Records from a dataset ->

_ _ _

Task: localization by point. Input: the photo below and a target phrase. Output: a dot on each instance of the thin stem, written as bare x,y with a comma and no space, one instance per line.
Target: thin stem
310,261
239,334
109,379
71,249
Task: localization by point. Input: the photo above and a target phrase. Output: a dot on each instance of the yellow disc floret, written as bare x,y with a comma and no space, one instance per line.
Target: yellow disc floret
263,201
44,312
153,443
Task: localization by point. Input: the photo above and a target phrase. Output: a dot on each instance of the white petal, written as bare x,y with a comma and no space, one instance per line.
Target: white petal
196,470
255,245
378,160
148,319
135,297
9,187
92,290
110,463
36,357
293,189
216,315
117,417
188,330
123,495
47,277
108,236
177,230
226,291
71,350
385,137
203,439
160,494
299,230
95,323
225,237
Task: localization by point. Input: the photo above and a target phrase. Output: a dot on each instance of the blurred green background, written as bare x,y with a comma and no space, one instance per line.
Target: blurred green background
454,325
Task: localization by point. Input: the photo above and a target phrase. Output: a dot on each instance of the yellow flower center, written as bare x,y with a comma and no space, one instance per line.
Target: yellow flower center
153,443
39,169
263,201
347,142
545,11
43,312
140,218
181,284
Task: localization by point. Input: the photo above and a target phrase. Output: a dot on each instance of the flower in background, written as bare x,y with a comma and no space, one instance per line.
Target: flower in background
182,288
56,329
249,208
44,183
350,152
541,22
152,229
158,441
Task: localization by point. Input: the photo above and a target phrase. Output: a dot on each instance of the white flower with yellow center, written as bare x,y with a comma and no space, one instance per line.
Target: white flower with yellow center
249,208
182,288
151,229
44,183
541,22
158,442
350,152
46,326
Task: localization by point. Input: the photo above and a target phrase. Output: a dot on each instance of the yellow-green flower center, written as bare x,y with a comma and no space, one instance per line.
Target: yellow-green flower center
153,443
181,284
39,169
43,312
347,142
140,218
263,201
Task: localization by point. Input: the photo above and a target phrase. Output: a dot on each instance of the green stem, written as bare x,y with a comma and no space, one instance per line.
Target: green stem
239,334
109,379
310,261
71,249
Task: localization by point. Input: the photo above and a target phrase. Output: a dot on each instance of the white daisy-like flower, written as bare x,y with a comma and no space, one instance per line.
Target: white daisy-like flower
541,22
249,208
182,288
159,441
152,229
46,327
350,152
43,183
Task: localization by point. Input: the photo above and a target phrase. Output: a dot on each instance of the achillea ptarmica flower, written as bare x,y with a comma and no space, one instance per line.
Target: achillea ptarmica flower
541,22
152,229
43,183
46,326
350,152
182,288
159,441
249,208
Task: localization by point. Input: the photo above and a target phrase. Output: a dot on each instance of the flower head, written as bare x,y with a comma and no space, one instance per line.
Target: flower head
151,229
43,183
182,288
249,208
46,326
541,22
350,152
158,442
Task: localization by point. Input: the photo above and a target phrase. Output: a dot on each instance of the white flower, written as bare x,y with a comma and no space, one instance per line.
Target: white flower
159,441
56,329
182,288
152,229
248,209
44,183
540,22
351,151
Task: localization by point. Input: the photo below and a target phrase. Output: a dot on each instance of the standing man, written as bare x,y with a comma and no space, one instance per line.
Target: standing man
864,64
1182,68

_ _ _

Rewrite all of the records above, replacing every occurrence of "localization by point" with "point localization" and leaving everything else the same.

Task: point localization. Input: the photo below and a target phrase. Output: a dot on each instance of the thin stem, written as bare x,y with a comma and no space, one instance per line.
Target: thin stem
310,261
239,334
109,379
71,249
Task: point localization. Input: the photo above and a target phrase. Output: a dot on each instance of the yellow disc floret, written as bare x,y with a comma and no space, one instance per line.
Target: yellow disc floret
263,201
44,312
153,443
Task: point localization. Input: the photo above and a target phrase. Output: a dot on each instance of the white petal, written as bare x,y with a comma and no space, one instance per line.
Target: white petal
196,470
255,245
378,160
148,319
135,297
9,187
92,290
110,463
36,357
293,189
216,315
117,417
188,330
123,495
47,277
108,236
177,230
226,291
71,350
385,137
203,439
160,494
299,230
95,323
225,237
Task: point localization. Input: the photo above and a target phrase. Output: a dot on each instance of the blurred green background, written as bare x,y with a comma and no space, one instance per line.
Target: blurred green background
454,325
Task: point localization. Input: the photo above and a target phrase. Output: a dot on each instance of the yellow flower center, written as bare x,y with a comma and no space, one instance per line.
Target: yellow flower center
153,443
39,169
263,201
347,142
545,11
43,312
140,218
181,284
Task: point localization. Input: the photo above and a target phrase. Output: a dot on each instance of the flower in background, written as bare x,y with a comma and no space, one instance per line.
Target: flower in background
182,288
56,329
249,208
44,183
350,152
541,22
152,229
158,441
Task: point localization. Input: the photo above and a target phrase. Output: a dot on each instance of the white flower with yellow center, written as bare x,y with a comma and no space, one instance per line.
Target: white flower with yellow center
249,208
182,288
151,229
44,183
541,22
158,442
350,152
46,326
Task: point localization. Input: the photo above and a target phrase. Output: a dot on each instance of the yellow-green flower center, written as bare x,y with a comma and no space, one instance per line.
Target: yellow-green flower center
153,443
181,284
39,169
43,312
347,142
140,218
263,201
Task: point localization. Input: the photo above and a target phrase. Output: a dot on each instance of the green stem, written as bare x,y with a comma and no space, one instance per line.
Target: green stem
239,334
109,379
310,261
71,249
Task: point localization. Input: the photo above and a target phrase. Output: a dot on each instance of the white daisy-like flower, written as bare x,y with a comma and no space, one instance per line.
Target: white daisy-like flower
541,22
249,208
182,288
159,441
152,229
46,327
350,152
43,183
Task: point localization. Input: the photo above and a target phrase. Output: a dot on each instance of the achillea ptarmica flower, written as bare x,y with a comma and no space, one instance per line.
Target: achillea ptarmica flower
541,22
152,229
43,183
46,326
350,152
182,288
159,441
249,208
Task: point localization. Input: the photo above and a target phrase. Output: a dot on each instance of the flower head, written as bare x,y with a comma and no space, one instance per line.
Target: flower head
151,229
43,183
182,288
249,208
46,326
541,22
350,152
158,442
Task: point localization. Input: the photo above and a target phrase. Output: a dot on each instance of the white flower, written as bare x,y with a comma and no space, one instance per line.
Target: white flower
159,441
56,329
182,288
152,229
248,209
44,183
540,22
351,151
Task: point localization. Input: the photo below and a target phrase. Output: a dot on each instance of the standing man, written as bare x,y with a comma and no space, one instance per line.
Target: standing man
864,64
1182,68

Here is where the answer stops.